▶ Direction
All of the material below is to be returned exactly.

[START Input data]

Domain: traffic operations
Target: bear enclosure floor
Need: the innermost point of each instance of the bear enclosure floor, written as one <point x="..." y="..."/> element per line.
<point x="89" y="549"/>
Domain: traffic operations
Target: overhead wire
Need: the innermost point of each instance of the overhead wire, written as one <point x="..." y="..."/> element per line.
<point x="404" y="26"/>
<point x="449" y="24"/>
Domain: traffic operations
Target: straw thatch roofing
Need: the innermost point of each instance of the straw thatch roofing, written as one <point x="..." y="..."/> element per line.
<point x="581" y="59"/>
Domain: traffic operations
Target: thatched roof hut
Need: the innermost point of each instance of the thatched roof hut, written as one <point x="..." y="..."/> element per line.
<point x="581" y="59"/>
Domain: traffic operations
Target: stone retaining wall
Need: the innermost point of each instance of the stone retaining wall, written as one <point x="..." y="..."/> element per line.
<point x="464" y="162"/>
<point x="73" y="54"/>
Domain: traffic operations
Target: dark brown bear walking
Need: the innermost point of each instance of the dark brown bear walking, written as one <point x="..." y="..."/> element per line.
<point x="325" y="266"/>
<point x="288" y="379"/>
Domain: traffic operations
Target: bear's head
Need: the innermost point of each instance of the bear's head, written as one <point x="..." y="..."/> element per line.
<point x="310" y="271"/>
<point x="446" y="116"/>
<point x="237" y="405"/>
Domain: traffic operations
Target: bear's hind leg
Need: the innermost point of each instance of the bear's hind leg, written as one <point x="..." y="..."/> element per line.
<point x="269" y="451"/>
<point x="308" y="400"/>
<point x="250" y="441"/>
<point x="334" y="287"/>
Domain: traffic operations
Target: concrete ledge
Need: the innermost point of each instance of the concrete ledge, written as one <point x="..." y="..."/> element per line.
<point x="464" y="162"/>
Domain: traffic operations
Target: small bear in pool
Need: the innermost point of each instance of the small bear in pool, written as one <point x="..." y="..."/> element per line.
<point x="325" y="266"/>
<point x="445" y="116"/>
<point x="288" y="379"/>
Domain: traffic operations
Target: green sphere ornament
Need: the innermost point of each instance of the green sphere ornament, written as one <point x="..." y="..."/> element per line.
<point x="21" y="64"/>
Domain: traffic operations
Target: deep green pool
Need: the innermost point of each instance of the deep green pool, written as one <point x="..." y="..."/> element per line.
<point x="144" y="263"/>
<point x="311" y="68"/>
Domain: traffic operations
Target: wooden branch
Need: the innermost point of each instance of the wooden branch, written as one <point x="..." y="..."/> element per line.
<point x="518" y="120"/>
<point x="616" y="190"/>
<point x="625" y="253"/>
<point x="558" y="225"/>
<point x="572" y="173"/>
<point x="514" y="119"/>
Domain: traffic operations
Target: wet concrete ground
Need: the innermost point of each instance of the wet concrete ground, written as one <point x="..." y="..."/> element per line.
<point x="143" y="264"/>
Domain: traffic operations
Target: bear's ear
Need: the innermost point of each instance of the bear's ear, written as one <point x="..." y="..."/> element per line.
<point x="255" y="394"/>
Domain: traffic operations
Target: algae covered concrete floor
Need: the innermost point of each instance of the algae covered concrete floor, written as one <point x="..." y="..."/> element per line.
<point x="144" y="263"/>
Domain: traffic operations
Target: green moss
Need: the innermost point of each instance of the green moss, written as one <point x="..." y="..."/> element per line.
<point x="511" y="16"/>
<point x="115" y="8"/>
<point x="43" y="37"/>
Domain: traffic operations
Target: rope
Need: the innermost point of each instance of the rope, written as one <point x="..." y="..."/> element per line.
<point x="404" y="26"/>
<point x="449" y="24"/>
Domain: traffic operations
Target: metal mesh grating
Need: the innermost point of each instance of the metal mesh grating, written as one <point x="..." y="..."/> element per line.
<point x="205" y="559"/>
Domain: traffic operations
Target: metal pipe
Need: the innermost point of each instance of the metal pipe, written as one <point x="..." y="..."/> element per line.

[END Input data]

▶ Answer for the task
Domain: traffic operations
Target: bear enclosure floor
Need: the innermost point of each instance of the bear enclosure floor, written as one <point x="..." y="..."/> element per line.
<point x="89" y="549"/>
Domain: traffic operations
Target: overhead wire
Need: the innermost point of each instance of the overhead wire, written as one <point x="..." y="..."/> element per line.
<point x="404" y="26"/>
<point x="449" y="24"/>
Domain: traffic operations
Target: straw thatch roofing
Need: the innermost point of each instance of the straw thatch roofing, written as one <point x="..." y="..."/> element per line.
<point x="581" y="59"/>
Domain: traffic operations
Target: thatched roof hut
Need: the innermost point of each instance of the thatched roof hut, written as one <point x="..." y="..."/> element per line.
<point x="581" y="59"/>
Domain: traffic operations
Target: stone retaining wall
Need: the innermost point of each instance of the stone retaining wall, written as one <point x="..." y="..."/> element per line.
<point x="464" y="162"/>
<point x="73" y="54"/>
Domain: traffic operations
Target: dark brown bear walking
Need: the innermost point of each instance of the dark brown bear walking, written as one <point x="..." y="..."/> element per line.
<point x="325" y="266"/>
<point x="288" y="379"/>
Domain: traffic operations
Target: bear's head
Need: the innermost point of each instance of the bear's head, written as one <point x="..." y="..."/> element per line.
<point x="310" y="271"/>
<point x="446" y="116"/>
<point x="237" y="405"/>
Domain: traffic operations
Target: bear's hind leg
Need: the innermost point of each instance of the bear's hind leg, written as one <point x="..." y="..."/> element per line.
<point x="269" y="451"/>
<point x="308" y="400"/>
<point x="250" y="441"/>
<point x="334" y="287"/>
Domain: traffic operations
Target: concrete ledge
Need: the innermost point of each instance of the concrete ledge, written as one <point x="..." y="..."/> element per line.
<point x="464" y="162"/>
Domain: traffic operations
Target: small bear in pool
Need: the innermost point of each instance of the small bear in pool, written as one <point x="..." y="..."/> element per line.
<point x="325" y="266"/>
<point x="445" y="116"/>
<point x="288" y="379"/>
Domain: traffic operations
Target: green sphere ornament
Need: the innermost point of each instance of the green sphere ornament, written as one <point x="..." y="..."/> element per line.
<point x="21" y="64"/>
Domain: traffic operations
Target: deep green pool
Need: the innermost point of each instance of the deep green pool, written as one <point x="..." y="..."/> element per line.
<point x="144" y="263"/>
<point x="311" y="68"/>
Domain: traffic operations
Target: wooden branch
Need: the innermost point of each instance of the wooden branch, written as one <point x="..." y="..."/> element per line.
<point x="518" y="120"/>
<point x="616" y="190"/>
<point x="625" y="253"/>
<point x="558" y="225"/>
<point x="572" y="173"/>
<point x="514" y="119"/>
Domain: traffic operations
Target: wet concrete ground
Need: the innermost point of each instance of the wet concrete ground, written as one <point x="..." y="..."/> element per line.
<point x="143" y="264"/>
Domain: traffic operations
Target: bear's ear
Need: the innermost point of each instance of the bear's ear, written as one <point x="..." y="..."/> element per line.
<point x="255" y="394"/>
Domain: traffic operations
Target: algae covered concrete floor
Need: the innermost point of each instance of the algae covered concrete floor, written as one <point x="..." y="..."/> element per line.
<point x="144" y="263"/>
Domain: traffic operations
Target: green moss
Need: the innermost point of each instance of the green moss, written as one <point x="..." y="..."/> element per line.
<point x="511" y="16"/>
<point x="115" y="8"/>
<point x="43" y="37"/>
Domain: traffic operations
Target: rope
Need: the innermost point of each instance of the rope, written as one <point x="..." y="..."/> element per line.
<point x="404" y="26"/>
<point x="449" y="24"/>
Domain: traffic operations
Target: metal mesh grating
Need: the innermost point of each instance of the metal mesh grating, written as one <point x="..." y="..."/> element per line.
<point x="205" y="559"/>
Domain: traffic operations
Target: metal pipe
Need: the innermost point of each instance of the metal pipe, written as one <point x="..." y="..."/> element per line.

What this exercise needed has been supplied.